⟨

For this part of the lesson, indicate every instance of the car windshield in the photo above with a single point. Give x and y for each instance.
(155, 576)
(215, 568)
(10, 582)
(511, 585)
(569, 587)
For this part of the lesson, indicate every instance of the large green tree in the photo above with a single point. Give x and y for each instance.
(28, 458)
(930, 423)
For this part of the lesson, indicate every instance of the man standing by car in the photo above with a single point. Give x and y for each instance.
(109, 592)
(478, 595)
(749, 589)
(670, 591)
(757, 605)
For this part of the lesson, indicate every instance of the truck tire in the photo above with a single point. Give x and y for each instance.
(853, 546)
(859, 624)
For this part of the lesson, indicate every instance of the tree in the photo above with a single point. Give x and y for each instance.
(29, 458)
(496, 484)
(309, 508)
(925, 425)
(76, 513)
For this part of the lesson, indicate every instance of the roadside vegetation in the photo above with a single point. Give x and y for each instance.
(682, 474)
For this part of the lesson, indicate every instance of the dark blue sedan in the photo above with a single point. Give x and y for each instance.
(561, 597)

⟩

■ Exercise details:
Please return the data above exactly as given.

■ Result:
For this part of the lesson, indicate every instance of the car windshield in the photo above with a single point. Give x and y for each instance.
(155, 576)
(215, 568)
(10, 582)
(511, 585)
(569, 587)
For this part of the lesson, indicate every instance of the large green tree in the photo above with a single point. Give x and y for each instance.
(28, 458)
(930, 423)
For this part of the lesson, indicate every instance of the man standing by car in the photo above with a single point. Give x and y for each instance.
(109, 592)
(478, 595)
(749, 589)
(670, 591)
(757, 605)
For this part of the lesson, indicate every instance of the truck tire in the photo above with a single point. Give x and y for each instance.
(853, 546)
(859, 624)
For this part of the lesson, indicate every instance of the tree in the photo above with a single point. Give x and y for each instance.
(29, 458)
(496, 484)
(309, 508)
(925, 425)
(76, 513)
For this part of the lesson, indicate every instance of the roadside vegetation in the photo above with a single point. Give x and y for each instance.
(682, 474)
For this part of the lesson, indicate every instance of the dark blue sedan in the photo above with a single point. Give x and y for each instance.
(561, 597)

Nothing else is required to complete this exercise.